SHORT TASK: Please update the rows between the one holding "Can you see the black dress" and the one holding "pixel 210 222", inclusive, changing "electrical outlet" to "wall socket" and leaving everything else unchanged. Return only those rows.

PROVIDED DATA:
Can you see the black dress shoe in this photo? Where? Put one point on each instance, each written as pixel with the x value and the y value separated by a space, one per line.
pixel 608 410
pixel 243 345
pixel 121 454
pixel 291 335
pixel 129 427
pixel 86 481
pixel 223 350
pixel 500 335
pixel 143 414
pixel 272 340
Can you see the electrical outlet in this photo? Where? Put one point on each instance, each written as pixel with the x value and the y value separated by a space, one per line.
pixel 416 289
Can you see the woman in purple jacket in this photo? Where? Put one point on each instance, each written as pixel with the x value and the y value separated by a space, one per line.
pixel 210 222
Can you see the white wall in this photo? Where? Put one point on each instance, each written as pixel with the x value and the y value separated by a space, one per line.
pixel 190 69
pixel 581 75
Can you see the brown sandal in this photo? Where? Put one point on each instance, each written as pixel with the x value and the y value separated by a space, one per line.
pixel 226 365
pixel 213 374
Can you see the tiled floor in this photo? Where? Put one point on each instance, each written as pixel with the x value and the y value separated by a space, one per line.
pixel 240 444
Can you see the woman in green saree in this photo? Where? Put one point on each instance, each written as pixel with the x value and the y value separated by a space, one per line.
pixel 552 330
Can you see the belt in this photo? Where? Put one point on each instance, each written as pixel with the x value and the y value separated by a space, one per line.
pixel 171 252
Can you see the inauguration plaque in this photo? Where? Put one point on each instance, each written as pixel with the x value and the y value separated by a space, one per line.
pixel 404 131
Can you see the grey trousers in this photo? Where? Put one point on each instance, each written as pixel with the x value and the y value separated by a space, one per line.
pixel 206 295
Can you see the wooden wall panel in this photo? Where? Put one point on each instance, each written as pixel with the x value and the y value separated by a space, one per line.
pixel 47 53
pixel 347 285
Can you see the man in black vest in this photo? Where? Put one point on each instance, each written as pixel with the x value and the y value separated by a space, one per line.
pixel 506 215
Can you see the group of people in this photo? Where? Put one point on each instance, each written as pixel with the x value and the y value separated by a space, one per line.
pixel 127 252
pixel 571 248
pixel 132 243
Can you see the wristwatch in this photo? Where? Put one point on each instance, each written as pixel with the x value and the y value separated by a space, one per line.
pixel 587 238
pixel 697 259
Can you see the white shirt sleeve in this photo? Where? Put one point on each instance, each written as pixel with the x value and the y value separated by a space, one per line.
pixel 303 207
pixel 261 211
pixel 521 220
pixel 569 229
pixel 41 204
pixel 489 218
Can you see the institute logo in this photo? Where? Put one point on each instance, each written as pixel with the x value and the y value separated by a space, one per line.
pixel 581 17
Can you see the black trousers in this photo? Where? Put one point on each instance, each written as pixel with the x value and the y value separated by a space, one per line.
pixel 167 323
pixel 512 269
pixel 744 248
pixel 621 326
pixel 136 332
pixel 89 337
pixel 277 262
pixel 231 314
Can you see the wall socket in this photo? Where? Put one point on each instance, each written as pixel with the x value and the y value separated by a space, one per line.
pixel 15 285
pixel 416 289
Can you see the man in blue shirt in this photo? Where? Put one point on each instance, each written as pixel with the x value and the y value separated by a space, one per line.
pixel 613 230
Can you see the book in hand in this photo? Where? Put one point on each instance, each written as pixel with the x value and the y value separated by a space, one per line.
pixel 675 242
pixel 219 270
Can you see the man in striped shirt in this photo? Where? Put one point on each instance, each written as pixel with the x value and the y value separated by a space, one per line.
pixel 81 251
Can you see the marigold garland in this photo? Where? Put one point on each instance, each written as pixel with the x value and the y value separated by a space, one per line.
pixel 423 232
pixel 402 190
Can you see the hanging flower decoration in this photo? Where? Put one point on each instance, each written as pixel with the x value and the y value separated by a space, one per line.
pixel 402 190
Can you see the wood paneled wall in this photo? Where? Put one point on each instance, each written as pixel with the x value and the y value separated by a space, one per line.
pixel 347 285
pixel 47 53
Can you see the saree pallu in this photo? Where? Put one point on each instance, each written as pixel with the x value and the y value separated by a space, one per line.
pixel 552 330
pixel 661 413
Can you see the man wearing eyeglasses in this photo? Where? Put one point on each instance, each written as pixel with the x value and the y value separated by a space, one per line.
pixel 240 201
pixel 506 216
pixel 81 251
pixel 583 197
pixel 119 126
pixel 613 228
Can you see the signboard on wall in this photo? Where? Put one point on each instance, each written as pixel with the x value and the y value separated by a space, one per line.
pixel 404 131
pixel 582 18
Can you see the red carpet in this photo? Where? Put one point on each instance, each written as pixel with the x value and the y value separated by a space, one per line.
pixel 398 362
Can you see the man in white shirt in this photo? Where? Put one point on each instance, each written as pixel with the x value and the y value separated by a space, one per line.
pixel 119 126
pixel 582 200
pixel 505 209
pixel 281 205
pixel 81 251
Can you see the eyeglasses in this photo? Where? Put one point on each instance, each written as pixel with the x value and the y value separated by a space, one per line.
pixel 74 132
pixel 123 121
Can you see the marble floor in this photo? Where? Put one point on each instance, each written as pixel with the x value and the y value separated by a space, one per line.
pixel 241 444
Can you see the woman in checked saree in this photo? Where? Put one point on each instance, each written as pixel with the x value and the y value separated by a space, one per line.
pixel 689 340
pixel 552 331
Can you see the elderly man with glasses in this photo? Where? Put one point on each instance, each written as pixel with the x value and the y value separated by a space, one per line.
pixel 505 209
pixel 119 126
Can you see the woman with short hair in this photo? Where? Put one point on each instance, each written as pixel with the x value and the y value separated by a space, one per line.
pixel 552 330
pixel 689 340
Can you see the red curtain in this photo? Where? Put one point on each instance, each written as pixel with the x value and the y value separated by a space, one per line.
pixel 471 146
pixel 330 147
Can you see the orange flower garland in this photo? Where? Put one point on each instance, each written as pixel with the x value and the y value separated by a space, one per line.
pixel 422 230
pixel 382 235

...

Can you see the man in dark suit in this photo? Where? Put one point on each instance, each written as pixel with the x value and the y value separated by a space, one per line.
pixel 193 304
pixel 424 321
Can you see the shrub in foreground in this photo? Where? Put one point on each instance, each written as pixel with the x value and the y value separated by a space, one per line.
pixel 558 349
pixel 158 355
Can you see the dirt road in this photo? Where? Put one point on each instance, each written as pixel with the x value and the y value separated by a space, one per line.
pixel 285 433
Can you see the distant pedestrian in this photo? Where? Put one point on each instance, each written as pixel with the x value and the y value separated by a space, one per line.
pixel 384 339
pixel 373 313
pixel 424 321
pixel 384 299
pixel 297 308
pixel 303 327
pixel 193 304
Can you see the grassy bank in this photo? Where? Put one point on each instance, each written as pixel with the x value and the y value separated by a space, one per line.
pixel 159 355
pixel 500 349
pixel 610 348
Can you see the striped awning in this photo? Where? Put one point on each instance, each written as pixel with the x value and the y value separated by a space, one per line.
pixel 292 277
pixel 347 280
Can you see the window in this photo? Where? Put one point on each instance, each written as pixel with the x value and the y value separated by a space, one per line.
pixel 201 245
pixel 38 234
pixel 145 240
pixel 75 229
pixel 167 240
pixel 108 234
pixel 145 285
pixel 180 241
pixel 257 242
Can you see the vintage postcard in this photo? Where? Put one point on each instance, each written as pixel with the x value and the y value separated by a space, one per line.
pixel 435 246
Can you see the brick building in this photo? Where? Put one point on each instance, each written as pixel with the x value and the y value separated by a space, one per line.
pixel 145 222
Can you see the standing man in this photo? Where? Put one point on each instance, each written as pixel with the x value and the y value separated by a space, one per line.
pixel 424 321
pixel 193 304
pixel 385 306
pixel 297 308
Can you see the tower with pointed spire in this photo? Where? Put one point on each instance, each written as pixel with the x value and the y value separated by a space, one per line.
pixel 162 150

--

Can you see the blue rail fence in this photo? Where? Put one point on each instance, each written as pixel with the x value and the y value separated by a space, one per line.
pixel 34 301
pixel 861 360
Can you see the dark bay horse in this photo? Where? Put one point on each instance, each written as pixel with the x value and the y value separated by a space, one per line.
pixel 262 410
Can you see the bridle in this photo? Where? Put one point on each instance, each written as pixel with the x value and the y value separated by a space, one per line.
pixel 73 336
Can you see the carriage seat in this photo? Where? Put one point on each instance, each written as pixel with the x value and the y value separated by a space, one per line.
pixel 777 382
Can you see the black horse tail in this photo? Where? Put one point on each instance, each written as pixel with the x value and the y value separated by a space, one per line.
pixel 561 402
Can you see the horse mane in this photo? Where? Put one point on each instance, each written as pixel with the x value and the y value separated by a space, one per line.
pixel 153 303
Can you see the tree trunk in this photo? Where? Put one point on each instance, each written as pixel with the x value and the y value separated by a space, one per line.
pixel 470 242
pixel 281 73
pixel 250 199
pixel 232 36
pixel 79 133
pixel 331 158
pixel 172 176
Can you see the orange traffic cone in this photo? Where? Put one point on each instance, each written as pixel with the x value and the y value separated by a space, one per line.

FINISHED EXERCISE:
Can you see the black dress shoe in this photo? Where? Put one point on each instance, each written as pixel with the x value and the y value separated by a space, one per line.
pixel 608 410
pixel 243 345
pixel 121 454
pixel 291 335
pixel 129 427
pixel 86 481
pixel 223 350
pixel 500 335
pixel 143 414
pixel 272 340
Can you see the wall socket in this photo? Where? Put one point on each instance, each written as pixel with the x value and the y value separated by a space, one per line.
pixel 416 289
Can you see the woman in purple jacket in this photo? Where? Put one point on each instance, each written as pixel with the x value and the y value separated by a space, one per line.
pixel 210 222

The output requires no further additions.